Records of labeled points

============================================================

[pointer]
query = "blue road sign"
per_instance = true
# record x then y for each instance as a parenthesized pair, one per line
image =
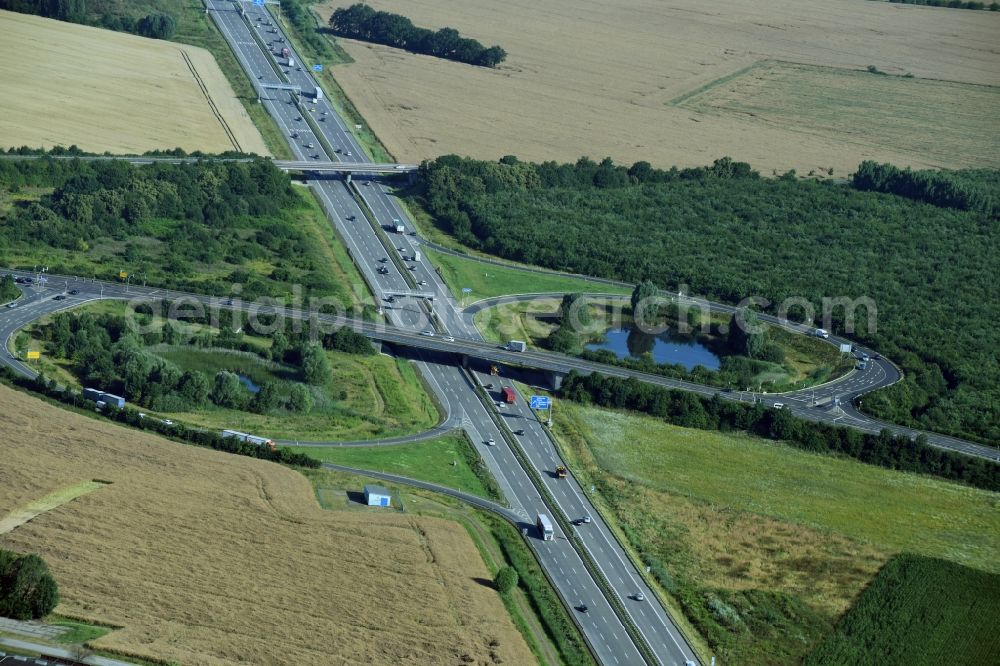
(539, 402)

============================================================

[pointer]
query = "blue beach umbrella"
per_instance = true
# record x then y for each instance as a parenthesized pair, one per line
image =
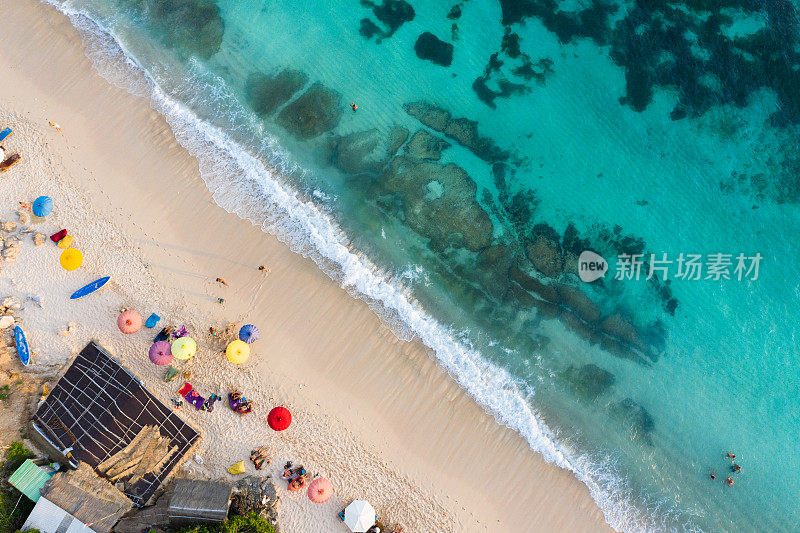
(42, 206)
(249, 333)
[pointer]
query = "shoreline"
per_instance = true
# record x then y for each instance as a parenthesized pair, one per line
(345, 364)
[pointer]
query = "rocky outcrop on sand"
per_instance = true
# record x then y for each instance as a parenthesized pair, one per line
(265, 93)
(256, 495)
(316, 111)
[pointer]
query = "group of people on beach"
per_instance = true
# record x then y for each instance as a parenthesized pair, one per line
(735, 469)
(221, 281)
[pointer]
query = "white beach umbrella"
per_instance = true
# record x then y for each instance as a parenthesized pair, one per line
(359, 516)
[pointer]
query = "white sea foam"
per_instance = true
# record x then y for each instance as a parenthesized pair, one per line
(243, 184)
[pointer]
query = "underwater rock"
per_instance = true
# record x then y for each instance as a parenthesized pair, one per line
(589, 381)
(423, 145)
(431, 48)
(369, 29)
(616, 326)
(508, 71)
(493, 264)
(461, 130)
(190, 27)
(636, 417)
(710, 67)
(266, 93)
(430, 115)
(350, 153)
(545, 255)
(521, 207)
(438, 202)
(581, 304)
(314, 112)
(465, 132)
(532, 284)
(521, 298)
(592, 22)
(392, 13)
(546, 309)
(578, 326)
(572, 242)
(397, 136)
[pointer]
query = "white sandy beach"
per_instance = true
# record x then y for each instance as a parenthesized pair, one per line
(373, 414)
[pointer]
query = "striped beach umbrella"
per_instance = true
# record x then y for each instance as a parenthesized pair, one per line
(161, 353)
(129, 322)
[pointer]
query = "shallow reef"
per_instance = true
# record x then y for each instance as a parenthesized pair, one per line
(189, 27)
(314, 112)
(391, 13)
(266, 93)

============================================================

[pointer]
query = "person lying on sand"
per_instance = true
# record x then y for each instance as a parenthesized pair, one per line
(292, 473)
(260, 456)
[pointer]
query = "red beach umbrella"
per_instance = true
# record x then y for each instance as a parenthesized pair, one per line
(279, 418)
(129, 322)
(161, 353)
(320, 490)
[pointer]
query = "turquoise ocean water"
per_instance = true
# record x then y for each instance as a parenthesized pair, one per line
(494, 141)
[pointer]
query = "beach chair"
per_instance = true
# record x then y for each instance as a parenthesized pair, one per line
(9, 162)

============================================================

WHAT TO DO: Which lines in the items contain the string "umbrella"? Show every one of them.

RESPONSE TO THE EXERCISE:
query = "blue beach umbrella"
query = "white beach umbrella"
query = "striped beach umbrella"
query = "red beach umbrella"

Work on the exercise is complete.